### ABOUT THIS TASK
Print the range of lines that opens with the line containing "Need: a point on each instance of the sliding" and closes with the last line of the listing. Include both ends; print nothing more.

(EXERCISE DATA)

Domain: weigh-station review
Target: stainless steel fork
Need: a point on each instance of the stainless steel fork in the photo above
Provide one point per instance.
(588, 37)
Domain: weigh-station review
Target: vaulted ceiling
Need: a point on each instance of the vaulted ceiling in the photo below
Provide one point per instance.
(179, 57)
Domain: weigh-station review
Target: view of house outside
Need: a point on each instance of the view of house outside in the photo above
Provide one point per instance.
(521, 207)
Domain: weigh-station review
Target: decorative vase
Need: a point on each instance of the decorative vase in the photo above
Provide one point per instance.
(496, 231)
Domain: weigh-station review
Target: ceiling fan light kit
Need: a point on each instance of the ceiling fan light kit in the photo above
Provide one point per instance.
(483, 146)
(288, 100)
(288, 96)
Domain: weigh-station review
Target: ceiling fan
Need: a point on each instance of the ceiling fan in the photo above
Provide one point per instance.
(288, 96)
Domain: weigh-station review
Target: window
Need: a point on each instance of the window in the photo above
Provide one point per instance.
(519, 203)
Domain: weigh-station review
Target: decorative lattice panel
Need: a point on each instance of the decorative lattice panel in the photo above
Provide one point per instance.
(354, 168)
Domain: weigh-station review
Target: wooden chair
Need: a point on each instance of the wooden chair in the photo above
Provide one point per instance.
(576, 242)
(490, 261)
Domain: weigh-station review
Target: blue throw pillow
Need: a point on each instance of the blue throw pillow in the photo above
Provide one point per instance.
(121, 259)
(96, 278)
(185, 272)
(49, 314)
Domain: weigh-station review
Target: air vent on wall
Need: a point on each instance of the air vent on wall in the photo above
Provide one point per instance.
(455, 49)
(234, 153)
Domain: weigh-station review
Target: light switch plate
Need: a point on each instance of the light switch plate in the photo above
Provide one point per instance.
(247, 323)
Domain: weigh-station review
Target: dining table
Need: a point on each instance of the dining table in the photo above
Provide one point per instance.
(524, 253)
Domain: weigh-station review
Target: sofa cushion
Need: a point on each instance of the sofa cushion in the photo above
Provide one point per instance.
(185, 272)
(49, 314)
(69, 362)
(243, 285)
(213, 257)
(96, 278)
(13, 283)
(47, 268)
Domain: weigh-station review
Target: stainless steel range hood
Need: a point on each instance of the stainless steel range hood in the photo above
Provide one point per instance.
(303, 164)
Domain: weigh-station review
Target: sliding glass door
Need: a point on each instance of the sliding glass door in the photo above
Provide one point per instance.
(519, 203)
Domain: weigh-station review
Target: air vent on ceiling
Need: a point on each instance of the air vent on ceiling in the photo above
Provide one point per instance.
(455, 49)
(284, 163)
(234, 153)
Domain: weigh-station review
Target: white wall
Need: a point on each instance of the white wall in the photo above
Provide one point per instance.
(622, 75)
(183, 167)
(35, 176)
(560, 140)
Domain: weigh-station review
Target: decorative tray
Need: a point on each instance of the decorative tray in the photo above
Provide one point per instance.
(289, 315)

(End EXERCISE DATA)

### ANSWER BOX
Need: a point on each instance of the sliding glass door in the photo above
Provide one point per instance.
(519, 203)
Domain: weigh-station review
Target: air vent on ceiling
Need: a point on each instance of the air vent on ceiling in the photo above
Provide one point per instance.
(455, 49)
(284, 163)
(234, 153)
Domain: weigh-station review
Target: white wall
Need: a point on each instance of the white wall in the photo above
Provide one point per instance.
(622, 75)
(183, 167)
(35, 176)
(560, 140)
Domain: weigh-station review
Target: decorative tray
Need: a point on each instance of the decorative tray in the photo above
Provide one point per instance.
(289, 315)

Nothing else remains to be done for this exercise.